YOUR TASK: Could you carry on the piece about food production and world hunger, picking up right after its final sentence?
-- Start EXTRACT TO READ --
Once you’ve got the seeds, you need fertilizer. The world was once dependent on natural sources of nitrogen that there was a mad dash to harvest nitrogen-rich dried bird poop or guano in the 19th century, but in 1912, Fritz Haber and Carl Bosch developed their process for creating synthetic nitrogen for fertilizer. The Haber-Bosch process is so important that half of today’s food likely depends on it.

Now add water. Where once most farmers had to depend on the weather to water their plants, irrigated farmland has more than doubled since 1961, with that land providing some 60 percent of the world’s cereal crops, and in turn half the world’s calories. Incredibly productive farmland like California’s Central Valley would be unimaginable without extensive irrigation.

And finally, get the food to people. Better logistics and global trade has created a system that can shuffle calories from surplus to deficit when something goes wrong locally.

But this doesn’t mean the system is perfect — or perpetual.

Why do we still have hunger?

While the world routinely grows more than enough calories, healthy diets remain out of reach for billions. The World Bank estimates around 2.6 billion people can’t afford a healthy diet. That number has fallen slightly from past years, but the situation is getting worse in sub-Saharan Africa.
-- End EXTRACT TO READ --
-- Start GIVEN ENTRIES --
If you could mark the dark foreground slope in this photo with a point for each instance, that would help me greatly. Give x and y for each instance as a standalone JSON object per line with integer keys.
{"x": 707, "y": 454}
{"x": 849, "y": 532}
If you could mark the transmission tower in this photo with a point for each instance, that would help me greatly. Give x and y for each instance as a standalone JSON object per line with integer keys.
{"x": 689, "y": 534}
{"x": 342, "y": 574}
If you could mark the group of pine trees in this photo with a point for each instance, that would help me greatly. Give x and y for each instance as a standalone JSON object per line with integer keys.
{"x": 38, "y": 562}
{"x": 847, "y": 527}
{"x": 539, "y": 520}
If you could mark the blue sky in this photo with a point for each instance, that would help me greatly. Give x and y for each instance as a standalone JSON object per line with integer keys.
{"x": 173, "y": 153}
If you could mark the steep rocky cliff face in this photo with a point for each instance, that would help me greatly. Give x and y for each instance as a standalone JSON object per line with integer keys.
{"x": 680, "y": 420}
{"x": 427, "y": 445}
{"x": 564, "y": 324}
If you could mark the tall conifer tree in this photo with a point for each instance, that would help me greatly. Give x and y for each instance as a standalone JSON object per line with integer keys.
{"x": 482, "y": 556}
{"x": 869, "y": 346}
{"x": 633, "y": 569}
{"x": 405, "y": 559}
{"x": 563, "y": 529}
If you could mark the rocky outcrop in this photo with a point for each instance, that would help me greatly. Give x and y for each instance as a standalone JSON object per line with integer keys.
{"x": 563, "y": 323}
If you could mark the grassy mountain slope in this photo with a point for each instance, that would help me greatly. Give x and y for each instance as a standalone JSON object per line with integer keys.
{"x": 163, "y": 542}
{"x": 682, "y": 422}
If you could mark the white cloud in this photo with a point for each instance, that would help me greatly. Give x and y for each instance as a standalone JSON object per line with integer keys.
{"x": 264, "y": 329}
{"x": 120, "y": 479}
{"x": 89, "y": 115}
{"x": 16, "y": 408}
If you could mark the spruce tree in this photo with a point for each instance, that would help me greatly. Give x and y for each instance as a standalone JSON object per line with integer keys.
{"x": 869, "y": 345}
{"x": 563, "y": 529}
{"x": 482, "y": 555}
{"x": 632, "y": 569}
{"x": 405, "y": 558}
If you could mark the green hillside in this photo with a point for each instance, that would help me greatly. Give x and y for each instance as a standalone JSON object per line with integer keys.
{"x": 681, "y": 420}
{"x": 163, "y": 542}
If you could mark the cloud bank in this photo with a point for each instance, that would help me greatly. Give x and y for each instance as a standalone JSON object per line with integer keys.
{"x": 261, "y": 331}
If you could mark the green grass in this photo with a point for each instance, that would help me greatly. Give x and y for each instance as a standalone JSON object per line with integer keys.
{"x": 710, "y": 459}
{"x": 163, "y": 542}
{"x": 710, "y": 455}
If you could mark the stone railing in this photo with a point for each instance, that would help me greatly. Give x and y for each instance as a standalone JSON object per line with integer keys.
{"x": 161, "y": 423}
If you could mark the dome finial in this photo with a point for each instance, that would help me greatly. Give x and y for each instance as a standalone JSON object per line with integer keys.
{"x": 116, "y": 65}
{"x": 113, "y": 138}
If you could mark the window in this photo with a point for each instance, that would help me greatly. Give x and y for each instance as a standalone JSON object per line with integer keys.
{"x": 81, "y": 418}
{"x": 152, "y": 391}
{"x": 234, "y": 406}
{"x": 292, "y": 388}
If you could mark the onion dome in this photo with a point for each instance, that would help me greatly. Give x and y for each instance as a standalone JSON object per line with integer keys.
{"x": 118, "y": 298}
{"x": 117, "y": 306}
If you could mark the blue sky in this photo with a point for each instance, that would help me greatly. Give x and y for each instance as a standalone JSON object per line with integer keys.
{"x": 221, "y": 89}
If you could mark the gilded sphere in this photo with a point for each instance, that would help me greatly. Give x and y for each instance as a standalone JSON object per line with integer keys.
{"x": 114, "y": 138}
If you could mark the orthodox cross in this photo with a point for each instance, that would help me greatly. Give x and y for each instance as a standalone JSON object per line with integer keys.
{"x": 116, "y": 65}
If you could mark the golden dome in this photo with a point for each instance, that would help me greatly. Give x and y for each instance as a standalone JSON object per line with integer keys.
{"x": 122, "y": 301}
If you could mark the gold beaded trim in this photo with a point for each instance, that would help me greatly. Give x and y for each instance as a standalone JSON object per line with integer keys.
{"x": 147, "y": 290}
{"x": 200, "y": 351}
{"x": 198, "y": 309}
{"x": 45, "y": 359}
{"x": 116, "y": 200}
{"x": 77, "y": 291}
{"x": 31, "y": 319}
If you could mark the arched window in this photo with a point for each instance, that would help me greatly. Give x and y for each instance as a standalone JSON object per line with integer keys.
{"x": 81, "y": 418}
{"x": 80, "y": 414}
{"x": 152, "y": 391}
-- End GIVEN ENTRIES --
ANSWER FOR THIS EXERCISE:
When famines do occur today, the causes tend to be far more political than they are agronomical. The terrible famines in Gaza and Sudan, where more than 25 million people are at risk of going hungry, are so awful precisely because they show the effects of man-made access failures amid a world of abundance. (Though in Gaza, at least, the apparent peace deal is finally providing hope for relief.)

Another threat to progress against famine also has a political dimension: climate change. Though basic crop harvests and yields have so far proven largely resilient against the effects of warming, climate scientists warn that risks to food security will rise with temperatures, especially via heat, drought, and compound disasters that can hit multiple breadbaskets at once. The good news is that adaptation — smarter agronomy, stress-tolerant varieties, irrigation efficiency — can cushion losses up to around 2 degrees Celsius. But our options may narrow beyond that.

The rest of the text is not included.